Saved entries
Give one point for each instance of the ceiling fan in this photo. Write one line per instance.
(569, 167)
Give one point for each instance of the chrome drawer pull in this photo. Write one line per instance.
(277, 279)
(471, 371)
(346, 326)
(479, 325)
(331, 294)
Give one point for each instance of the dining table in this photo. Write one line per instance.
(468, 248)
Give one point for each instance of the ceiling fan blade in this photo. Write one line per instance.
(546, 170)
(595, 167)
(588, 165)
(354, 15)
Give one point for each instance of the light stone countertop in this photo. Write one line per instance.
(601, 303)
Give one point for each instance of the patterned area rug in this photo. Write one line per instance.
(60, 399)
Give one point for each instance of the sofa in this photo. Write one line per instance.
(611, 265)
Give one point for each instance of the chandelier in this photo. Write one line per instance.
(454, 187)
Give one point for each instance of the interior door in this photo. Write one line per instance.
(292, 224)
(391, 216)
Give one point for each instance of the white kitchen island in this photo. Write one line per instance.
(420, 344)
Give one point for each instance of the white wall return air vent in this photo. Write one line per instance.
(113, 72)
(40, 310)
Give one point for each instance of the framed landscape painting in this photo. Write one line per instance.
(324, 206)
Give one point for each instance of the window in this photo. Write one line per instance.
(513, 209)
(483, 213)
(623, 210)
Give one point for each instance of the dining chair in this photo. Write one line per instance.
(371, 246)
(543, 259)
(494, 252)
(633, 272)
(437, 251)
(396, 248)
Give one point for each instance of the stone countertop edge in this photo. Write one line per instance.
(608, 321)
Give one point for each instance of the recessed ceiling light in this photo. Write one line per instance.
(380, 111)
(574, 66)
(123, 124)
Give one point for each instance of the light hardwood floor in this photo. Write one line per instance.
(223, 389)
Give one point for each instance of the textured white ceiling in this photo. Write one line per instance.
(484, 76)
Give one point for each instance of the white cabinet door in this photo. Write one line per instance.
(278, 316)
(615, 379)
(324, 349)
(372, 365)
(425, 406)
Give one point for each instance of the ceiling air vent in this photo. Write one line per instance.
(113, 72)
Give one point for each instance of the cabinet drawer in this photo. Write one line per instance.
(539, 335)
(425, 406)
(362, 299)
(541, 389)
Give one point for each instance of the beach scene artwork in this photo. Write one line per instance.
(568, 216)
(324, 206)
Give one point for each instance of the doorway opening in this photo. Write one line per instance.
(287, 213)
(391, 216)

> _WHAT YOU NEED TO DO_
Copy all records verbatim.

> _RESPONSE AREA_
Give one point for each instance of the ceiling fan in this photo. Write one line per instance.
(569, 167)
Give one point for each instance of the chrome drawer pull in this photo. Write one line per instance.
(277, 279)
(471, 371)
(346, 326)
(479, 325)
(331, 294)
Give one point for each instance of the dining table in this photo. Write one line per instance.
(468, 248)
Give one point for each instance of the ceiling fan blade in this photo. Write one line per instance.
(546, 170)
(595, 167)
(588, 165)
(354, 15)
Give one point for each instance of the light stone countertop in this photo. Write one line per instance.
(601, 303)
Give one point for each instance of the patterned area rug in this photo. Write one line per instance.
(60, 399)
Give one point for each instance of the sofa in this photo. Write one line per instance.
(611, 265)
Give one point for each instance of the chandelier in this photo. Write one line per instance.
(454, 187)
Give one point for each instance of the interior door in this photo. Write one line per instance.
(292, 224)
(391, 216)
Give one point for each instance of the white kitchen island in this photo. Write one line per instance.
(420, 344)
Give one point for each instance of the white wall return air vent in this photo. Write one line per instance.
(113, 72)
(40, 310)
Give one point for each instance of the framed landscape painting in this photo. Write one line per instance.
(324, 206)
Give one point for each instance of the window in this photo. Write one line per instance.
(513, 209)
(483, 213)
(623, 210)
Give one point for each instance of the dining chair in this photo. Write one line per instance.
(371, 246)
(543, 259)
(494, 252)
(633, 272)
(437, 251)
(396, 248)
Give one point for each instance of the stone countertop edge in this photo. Write one line per instance.
(608, 321)
Give one point for each instance of the recessed ceiling light in this photo. Write one line per instance.
(380, 111)
(574, 66)
(123, 124)
Give one point for each instance of the light hardwood floor in this photo. Write one line per instance.
(223, 389)
Give one point for each instance of the textured white ceiling in this photo. Write one line per instance.
(484, 76)
Give one point for each instance of the white cabinet door in this photo. Write one line per instance.
(278, 316)
(615, 379)
(324, 349)
(372, 365)
(425, 406)
Give one point for each instance of the ceiling air vent in this photo. Write one line per instance.
(113, 72)
Give one point for each instance of the cabinet drawer in this photo. Write one line per instance.
(539, 335)
(425, 406)
(362, 299)
(541, 389)
Give one point for each instance of the beach scene artwork in this photo. Write one line per instance.
(568, 216)
(324, 206)
Give one point for each instance of the doorway opening in this photo. Write one line per instance.
(287, 213)
(391, 216)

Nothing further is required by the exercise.